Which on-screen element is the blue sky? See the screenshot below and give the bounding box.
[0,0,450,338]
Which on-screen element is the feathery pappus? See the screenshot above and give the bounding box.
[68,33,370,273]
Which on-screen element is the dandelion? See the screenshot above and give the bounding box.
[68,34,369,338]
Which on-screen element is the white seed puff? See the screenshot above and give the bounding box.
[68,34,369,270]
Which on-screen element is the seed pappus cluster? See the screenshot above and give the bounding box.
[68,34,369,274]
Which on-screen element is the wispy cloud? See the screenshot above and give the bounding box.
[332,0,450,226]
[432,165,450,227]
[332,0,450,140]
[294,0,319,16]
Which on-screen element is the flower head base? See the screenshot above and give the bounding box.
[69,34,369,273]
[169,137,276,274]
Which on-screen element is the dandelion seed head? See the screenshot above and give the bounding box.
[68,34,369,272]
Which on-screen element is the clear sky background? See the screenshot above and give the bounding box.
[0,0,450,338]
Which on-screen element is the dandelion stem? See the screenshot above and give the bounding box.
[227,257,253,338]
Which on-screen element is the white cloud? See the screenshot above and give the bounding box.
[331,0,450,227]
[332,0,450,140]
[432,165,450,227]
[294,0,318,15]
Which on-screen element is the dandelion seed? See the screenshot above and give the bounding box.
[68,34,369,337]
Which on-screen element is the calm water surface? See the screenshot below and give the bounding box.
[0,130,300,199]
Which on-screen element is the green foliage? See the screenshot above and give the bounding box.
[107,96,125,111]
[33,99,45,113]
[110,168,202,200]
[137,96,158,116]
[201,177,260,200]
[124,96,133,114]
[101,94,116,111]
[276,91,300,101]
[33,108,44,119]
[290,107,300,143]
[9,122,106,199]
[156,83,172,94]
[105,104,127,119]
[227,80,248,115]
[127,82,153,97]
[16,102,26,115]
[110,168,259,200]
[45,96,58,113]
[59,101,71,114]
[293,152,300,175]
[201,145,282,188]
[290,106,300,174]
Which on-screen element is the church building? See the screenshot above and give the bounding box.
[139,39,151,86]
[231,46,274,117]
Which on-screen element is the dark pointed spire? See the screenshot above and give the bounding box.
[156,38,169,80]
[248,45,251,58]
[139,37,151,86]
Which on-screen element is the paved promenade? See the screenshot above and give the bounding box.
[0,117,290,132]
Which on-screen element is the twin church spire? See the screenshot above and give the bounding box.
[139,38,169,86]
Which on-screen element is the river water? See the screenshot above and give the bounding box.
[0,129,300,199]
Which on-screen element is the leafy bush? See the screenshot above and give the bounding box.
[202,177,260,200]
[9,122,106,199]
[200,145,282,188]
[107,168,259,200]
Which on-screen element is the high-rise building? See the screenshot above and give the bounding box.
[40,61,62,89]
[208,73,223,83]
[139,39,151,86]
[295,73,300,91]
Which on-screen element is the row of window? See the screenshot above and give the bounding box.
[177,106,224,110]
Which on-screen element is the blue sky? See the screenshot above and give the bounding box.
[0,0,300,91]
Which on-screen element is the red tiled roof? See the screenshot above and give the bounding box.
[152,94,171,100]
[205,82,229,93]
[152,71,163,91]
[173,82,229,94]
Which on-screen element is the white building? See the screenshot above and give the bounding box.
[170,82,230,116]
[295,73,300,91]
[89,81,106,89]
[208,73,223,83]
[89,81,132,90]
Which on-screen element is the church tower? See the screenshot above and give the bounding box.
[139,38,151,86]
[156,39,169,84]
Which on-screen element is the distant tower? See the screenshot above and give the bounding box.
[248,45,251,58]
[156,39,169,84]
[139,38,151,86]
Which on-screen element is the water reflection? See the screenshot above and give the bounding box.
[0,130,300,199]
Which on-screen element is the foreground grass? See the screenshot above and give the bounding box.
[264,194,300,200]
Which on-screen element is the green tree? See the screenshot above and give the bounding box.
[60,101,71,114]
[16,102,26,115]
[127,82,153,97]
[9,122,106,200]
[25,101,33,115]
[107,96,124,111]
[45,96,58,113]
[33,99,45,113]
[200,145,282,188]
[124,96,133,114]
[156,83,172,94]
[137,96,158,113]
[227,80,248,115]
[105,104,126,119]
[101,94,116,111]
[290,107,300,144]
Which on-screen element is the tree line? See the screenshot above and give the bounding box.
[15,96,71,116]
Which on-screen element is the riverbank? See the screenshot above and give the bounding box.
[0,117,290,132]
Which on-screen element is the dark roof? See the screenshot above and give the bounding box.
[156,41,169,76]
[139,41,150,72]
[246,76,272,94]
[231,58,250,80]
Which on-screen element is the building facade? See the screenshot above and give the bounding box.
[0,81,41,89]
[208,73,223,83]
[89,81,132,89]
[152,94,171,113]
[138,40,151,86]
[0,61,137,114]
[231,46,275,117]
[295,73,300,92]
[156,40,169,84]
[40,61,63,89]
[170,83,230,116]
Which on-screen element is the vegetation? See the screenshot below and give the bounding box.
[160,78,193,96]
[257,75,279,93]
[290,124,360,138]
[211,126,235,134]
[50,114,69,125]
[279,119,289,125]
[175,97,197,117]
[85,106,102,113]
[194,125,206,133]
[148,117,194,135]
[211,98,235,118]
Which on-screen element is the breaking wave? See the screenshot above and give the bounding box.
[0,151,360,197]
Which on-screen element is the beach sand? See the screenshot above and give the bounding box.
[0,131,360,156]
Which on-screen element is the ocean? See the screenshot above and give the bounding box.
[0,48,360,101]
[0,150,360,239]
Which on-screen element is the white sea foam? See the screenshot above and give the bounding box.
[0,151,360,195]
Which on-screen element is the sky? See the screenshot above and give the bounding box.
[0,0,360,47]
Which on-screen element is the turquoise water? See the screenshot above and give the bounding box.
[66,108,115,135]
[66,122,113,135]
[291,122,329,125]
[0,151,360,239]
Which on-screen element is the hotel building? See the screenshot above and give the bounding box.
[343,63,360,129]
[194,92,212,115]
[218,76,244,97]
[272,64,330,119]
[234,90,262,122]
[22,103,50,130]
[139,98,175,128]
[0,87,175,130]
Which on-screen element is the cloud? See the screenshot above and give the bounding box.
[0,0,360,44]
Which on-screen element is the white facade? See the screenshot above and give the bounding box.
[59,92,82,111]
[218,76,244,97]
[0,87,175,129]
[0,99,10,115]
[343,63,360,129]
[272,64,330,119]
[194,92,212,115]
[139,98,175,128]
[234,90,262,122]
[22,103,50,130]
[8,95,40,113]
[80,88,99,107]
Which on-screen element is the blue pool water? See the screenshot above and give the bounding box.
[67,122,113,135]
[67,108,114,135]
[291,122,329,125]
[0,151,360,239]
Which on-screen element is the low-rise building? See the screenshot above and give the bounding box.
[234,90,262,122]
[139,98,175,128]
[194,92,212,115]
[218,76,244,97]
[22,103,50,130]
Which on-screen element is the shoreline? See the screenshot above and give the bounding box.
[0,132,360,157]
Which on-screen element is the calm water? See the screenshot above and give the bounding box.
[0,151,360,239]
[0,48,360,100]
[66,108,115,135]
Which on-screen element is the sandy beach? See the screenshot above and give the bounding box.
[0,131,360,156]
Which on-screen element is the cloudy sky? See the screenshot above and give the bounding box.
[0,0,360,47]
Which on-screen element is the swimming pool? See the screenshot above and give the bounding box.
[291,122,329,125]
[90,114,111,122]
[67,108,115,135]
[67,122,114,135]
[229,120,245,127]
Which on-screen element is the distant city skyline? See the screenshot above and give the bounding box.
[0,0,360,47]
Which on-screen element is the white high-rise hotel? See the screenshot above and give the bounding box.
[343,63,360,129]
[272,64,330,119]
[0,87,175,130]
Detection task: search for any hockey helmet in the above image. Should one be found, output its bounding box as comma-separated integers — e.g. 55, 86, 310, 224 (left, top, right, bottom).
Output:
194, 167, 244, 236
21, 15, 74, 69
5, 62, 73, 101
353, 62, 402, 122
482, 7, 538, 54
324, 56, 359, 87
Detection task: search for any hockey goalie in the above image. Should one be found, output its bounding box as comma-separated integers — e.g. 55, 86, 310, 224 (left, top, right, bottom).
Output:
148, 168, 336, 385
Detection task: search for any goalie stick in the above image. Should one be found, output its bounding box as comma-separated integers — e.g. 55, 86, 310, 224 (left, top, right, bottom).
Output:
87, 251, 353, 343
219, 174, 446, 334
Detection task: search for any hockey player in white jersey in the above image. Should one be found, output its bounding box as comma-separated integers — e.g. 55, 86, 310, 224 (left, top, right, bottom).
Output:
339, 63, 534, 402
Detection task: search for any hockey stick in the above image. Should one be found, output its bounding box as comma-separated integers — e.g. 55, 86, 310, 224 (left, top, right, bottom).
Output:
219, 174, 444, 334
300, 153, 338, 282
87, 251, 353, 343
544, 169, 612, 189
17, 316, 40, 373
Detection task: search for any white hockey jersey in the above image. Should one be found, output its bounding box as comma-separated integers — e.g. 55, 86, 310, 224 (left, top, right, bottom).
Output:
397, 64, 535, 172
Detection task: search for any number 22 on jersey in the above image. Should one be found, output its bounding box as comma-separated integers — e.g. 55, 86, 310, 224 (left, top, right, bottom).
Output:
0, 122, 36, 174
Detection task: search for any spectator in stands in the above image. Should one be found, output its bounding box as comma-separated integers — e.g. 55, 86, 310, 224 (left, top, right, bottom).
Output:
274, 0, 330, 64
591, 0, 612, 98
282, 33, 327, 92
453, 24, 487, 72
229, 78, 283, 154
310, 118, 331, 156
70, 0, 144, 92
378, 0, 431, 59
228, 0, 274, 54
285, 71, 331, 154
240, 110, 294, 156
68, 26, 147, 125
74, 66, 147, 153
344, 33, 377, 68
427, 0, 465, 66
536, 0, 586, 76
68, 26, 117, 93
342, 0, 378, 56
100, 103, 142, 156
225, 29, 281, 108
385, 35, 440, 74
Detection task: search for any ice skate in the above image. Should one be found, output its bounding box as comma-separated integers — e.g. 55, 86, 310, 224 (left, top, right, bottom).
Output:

^^^^^^^^

Short problem
How many lines in the listing above contain the string "rise", with case counting? Reply with the number alone.

The reply
3